Stored data entries:
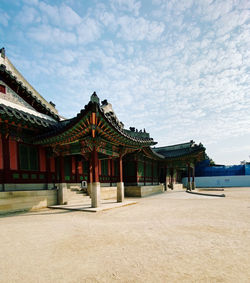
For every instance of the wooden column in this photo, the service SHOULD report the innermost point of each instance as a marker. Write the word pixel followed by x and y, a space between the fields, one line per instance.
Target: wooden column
pixel 95 187
pixel 77 170
pixel 120 184
pixel 188 183
pixel 144 169
pixel 193 177
pixel 6 160
pixel 62 175
pixel 120 169
pixel 152 172
pixel 136 170
pixel 95 164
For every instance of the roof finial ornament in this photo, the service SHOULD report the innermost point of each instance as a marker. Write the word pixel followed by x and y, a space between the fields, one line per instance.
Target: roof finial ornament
pixel 94 98
pixel 2 51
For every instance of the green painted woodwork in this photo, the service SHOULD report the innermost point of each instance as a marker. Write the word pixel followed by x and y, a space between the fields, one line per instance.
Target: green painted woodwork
pixel 75 148
pixel 28 156
pixel 15 176
pixel 129 169
pixel 140 168
pixel 148 169
pixel 33 176
pixel 104 167
pixel 85 167
pixel 25 176
pixel 41 176
pixel 67 168
pixel 155 169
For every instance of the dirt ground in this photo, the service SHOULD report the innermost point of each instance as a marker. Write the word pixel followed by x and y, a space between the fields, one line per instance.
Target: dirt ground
pixel 170 237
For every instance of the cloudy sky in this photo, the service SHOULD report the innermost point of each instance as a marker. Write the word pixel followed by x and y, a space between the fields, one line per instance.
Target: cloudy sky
pixel 179 68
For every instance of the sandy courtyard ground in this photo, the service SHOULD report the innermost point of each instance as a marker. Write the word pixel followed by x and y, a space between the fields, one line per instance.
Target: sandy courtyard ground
pixel 170 237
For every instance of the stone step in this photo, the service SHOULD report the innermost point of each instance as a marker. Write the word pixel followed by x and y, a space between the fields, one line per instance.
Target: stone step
pixel 79 200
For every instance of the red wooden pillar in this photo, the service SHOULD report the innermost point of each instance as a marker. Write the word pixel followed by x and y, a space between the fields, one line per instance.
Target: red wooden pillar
pixel 188 172
pixel 1 153
pixel 6 160
pixel 77 170
pixel 189 183
pixel 13 154
pixel 152 172
pixel 120 169
pixel 95 165
pixel 136 171
pixel 90 170
pixel 144 172
pixel 62 175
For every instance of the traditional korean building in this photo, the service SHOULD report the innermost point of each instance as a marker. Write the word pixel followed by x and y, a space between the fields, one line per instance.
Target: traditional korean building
pixel 41 151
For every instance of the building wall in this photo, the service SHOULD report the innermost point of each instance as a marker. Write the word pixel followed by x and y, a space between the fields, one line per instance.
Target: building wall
pixel 220 181
pixel 26 200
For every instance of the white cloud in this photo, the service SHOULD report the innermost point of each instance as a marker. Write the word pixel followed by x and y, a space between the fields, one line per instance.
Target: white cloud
pixel 49 35
pixel 88 31
pixel 4 18
pixel 126 5
pixel 139 29
pixel 69 16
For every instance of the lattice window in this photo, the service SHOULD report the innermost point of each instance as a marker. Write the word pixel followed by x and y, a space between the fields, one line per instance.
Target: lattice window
pixel 28 156
pixel 3 88
pixel 104 167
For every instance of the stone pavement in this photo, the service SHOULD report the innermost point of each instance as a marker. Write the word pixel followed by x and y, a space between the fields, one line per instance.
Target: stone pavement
pixel 86 206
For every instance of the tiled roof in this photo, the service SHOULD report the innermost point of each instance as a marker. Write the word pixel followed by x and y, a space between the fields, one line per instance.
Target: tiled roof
pixel 29 94
pixel 22 117
pixel 179 150
pixel 94 105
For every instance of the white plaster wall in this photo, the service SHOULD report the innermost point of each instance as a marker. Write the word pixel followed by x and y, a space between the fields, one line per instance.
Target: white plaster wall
pixel 220 181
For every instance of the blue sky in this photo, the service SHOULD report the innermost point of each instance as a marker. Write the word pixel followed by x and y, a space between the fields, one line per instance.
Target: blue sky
pixel 180 68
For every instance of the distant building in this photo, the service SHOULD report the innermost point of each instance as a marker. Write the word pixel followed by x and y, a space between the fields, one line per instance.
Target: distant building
pixel 221 175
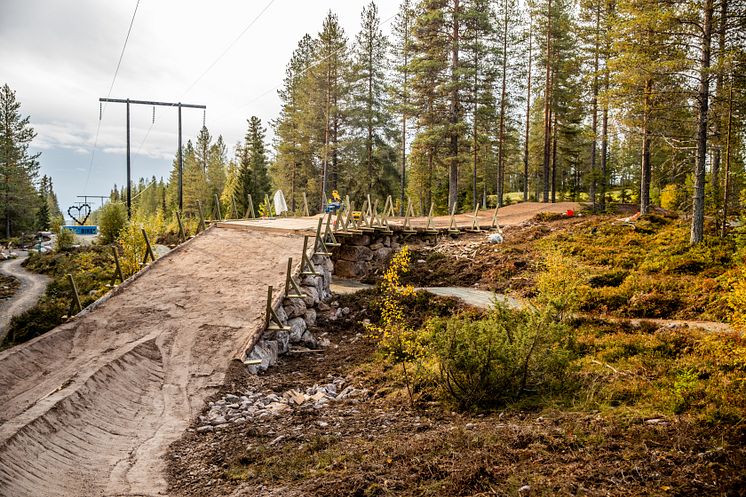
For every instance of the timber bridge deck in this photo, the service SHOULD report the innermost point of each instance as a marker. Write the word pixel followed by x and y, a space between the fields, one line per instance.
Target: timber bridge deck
pixel 91 407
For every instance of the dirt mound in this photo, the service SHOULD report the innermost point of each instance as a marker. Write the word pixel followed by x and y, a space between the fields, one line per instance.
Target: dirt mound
pixel 90 407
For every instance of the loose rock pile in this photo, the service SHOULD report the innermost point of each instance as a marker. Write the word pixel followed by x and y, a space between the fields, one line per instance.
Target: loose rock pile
pixel 255 406
pixel 299 314
pixel 363 254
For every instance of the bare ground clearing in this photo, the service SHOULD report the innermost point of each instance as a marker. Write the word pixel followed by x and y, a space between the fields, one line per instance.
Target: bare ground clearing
pixel 90 407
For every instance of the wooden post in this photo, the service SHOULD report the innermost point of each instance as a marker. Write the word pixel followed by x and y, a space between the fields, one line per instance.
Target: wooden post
pixel 75 303
pixel 182 233
pixel 291 284
pixel 430 228
pixel 453 227
pixel 306 266
pixel 273 322
pixel 475 221
pixel 219 217
pixel 202 226
pixel 118 267
pixel 148 250
pixel 408 214
pixel 319 247
pixel 329 239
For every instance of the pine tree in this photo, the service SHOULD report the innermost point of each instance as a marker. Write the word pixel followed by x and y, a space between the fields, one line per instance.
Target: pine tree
pixel 479 75
pixel 703 102
pixel 370 125
pixel 645 75
pixel 216 167
pixel 294 169
pixel 400 87
pixel 253 175
pixel 18 168
pixel 327 89
pixel 429 69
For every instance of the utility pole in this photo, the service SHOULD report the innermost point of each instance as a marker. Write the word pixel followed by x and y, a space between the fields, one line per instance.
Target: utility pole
pixel 86 197
pixel 178 105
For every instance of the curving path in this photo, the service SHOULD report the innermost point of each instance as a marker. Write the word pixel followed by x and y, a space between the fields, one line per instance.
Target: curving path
pixel 32 287
pixel 90 408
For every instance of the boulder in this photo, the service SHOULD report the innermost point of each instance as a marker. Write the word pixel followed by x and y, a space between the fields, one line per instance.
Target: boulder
pixel 312 295
pixel 360 240
pixel 310 317
pixel 382 254
pixel 266 351
pixel 297 327
pixel 280 311
pixel 349 269
pixel 308 340
pixel 294 307
pixel 355 253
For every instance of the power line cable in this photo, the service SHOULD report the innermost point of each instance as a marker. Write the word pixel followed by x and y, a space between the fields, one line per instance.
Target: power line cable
pixel 229 47
pixel 111 87
pixel 310 66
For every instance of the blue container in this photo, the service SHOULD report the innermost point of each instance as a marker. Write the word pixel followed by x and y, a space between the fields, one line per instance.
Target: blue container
pixel 82 230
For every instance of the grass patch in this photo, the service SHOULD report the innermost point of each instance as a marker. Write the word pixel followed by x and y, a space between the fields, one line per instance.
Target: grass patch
pixel 92 268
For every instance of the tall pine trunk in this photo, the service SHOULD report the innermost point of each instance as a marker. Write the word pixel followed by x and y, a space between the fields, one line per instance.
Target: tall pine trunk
pixel 726 187
pixel 547 99
pixel 503 91
pixel 475 125
pixel 594 106
pixel 454 111
pixel 553 115
pixel 698 213
pixel 604 143
pixel 716 156
pixel 645 165
pixel 369 117
pixel 528 112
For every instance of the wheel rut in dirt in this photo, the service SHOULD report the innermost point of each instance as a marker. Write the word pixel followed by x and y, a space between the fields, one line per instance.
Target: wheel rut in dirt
pixel 91 407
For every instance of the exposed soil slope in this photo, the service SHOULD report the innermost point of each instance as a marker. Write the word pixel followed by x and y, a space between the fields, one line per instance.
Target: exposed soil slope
pixel 90 407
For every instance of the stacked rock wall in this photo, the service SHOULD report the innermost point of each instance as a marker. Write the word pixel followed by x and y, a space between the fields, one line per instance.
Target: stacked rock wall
pixel 298 314
pixel 361 256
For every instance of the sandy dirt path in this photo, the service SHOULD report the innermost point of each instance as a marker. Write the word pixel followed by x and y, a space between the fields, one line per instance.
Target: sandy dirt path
pixel 507 216
pixel 32 287
pixel 90 408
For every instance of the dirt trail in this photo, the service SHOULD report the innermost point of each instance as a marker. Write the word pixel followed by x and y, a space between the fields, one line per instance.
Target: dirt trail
pixel 32 287
pixel 91 407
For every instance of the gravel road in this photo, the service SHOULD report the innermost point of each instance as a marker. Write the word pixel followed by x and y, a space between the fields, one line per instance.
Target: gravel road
pixel 32 287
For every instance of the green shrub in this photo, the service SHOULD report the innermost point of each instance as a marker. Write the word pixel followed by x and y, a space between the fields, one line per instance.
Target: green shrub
pixel 486 362
pixel 112 219
pixel 673 197
pixel 612 279
pixel 65 240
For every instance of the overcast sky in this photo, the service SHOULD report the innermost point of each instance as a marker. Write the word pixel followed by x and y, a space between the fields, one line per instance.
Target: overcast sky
pixel 60 57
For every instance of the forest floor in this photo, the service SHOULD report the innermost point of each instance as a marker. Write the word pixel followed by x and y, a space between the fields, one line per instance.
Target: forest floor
pixel 647 409
pixel 91 407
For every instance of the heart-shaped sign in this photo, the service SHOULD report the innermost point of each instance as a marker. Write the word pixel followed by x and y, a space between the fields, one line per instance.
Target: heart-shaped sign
pixel 84 210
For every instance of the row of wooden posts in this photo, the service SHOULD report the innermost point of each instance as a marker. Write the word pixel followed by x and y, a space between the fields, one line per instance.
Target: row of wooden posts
pixel 149 256
pixel 347 223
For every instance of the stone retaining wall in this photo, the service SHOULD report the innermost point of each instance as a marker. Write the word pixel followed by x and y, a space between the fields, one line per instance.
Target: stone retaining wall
pixel 299 315
pixel 361 256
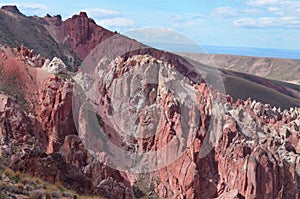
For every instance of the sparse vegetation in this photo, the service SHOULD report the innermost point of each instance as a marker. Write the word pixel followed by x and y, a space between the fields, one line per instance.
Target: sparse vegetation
pixel 25 186
pixel 144 187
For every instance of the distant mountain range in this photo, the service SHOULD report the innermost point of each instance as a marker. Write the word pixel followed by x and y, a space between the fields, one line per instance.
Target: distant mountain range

**WORK INSTRUCTION**
The answer must be every line from the records above that contains "mountain".

**EXERCISE SOLUTION**
For every instance of the distant mountain range in this photo, the service SHOULD report the innermost point of each instance as a marker. Write the word pixel followed by x and y, a space between the fields, one line per instance.
Target: distant mountain range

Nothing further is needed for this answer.